In this way, according to the present embodiment, the controller 37 determines whether the hydraulic pump 12 is in the preset loaded state, and validates the controlled variable (for example, the torque correction value ΔTa) related to the torque command value Ta of the speed sending control as the diagnosis data of the engine 10 and enables the controlled variable to be displayed as the trend data for the engine diagnosis when it is determined that the hydraulic pump 12 is in the preset loaded state; thus, it is thereby possible to greatly reduce the volume of data captured in the controller 37 as the diagnosis data of the engine 10 and suppress a cost required to perform diagnosis of the degradation such as the reduction in the output power of the engine 10.

Furthermore, the time history data for the engine diagnosis is generated as the diagnosis data of the engine 10 by validating the controlled variable related to the torque command value Ta of the speed sensing control when the hydraulic pump 12 is in the preset loaded state (operation scene where the load torque of the hydraulic pump 12 is in the stable state), it is possible to suppress diagnosis noise based on a measurement error or the like, accurately grasp a situation of the reduction in the output power of the engine 10, and improve accuracy of the diagnosis of the engine degradation as depicted in FIG. 8.

Material supplied>
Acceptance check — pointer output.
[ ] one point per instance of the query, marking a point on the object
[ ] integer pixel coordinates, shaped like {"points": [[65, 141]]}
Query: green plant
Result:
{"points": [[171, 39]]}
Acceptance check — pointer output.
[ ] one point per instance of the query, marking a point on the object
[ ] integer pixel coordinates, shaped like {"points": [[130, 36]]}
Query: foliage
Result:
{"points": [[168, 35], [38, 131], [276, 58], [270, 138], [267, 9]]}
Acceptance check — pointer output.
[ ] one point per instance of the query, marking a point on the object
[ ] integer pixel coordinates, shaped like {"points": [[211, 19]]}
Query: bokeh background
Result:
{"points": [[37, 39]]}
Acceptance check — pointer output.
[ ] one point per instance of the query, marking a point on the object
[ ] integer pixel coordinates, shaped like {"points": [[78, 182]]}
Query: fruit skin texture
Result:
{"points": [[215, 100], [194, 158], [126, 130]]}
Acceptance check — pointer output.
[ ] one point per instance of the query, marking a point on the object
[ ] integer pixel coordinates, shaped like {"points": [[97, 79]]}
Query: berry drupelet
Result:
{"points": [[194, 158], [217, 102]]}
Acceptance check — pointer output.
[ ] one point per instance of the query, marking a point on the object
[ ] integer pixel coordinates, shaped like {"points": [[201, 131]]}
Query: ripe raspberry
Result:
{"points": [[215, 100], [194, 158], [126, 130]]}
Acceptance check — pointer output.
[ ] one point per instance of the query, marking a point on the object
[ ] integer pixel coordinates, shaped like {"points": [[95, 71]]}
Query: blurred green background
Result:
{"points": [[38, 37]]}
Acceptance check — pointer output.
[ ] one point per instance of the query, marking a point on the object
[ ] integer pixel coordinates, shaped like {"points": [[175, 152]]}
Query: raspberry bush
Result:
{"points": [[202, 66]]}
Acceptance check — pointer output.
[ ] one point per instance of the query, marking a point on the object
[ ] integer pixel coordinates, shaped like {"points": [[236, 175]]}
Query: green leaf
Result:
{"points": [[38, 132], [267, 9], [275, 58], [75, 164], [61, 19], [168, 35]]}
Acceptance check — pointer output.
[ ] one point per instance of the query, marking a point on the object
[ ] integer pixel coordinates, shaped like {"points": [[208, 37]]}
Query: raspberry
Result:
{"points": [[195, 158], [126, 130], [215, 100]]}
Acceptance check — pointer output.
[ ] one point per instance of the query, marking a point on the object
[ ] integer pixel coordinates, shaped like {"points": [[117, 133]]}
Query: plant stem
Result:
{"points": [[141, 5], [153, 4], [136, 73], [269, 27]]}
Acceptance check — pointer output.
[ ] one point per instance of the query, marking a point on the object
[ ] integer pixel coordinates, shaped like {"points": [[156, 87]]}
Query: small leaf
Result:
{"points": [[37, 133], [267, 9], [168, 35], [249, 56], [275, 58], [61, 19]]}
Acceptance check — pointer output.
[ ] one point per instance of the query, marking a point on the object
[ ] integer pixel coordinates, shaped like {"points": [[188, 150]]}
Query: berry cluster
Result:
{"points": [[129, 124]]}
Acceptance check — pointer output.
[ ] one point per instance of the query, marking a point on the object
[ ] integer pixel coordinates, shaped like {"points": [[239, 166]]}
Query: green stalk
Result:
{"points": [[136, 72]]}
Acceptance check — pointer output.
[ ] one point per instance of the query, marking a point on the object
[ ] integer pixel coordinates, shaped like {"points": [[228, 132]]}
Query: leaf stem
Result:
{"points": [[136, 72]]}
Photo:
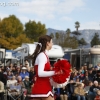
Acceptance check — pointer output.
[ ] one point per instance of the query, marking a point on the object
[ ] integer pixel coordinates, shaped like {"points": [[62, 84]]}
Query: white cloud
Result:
{"points": [[90, 25], [64, 18], [3, 15], [23, 18], [52, 7]]}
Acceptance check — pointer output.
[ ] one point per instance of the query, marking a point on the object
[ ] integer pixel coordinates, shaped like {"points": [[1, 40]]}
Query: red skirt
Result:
{"points": [[42, 87]]}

To do> Continue the passage on diagnosing engine output degradation from its last sentence.

Result below>
While a case in which the number of hydraulic pumps is one has been described in the above embodiment, it is also possible to calculate loaded states of a plurality of hydraulic pumps by similarly calculating a load on each hydraulic pump and summing up the loads. Furthermore, as for the torque correction amount ΔTa, it is possible to grasp the state of the engine by calculating the torque correction amount ΔTa of one of the hydraulic pumps since the plurality of hydraulic pumps are driven by the same engine.

Second Embodiment

A second embodiment of the present invention will be described.

In the first embodiment, the state determination section 56 limits the “preset loaded state” of the hydraulic pump 12 for acquiring the diagnosis data of the engine 10 to the specific operation scene of the hydraulic system that satisfies the diagnosis condition for the engine 10; thus, it is possible to accurately grasp the loaded state of the hydraulic pump 12. Owing to this, it is possible to suppress the diagnosis noise and accurately grasp the situation of the reduction in the output power of the engine 10.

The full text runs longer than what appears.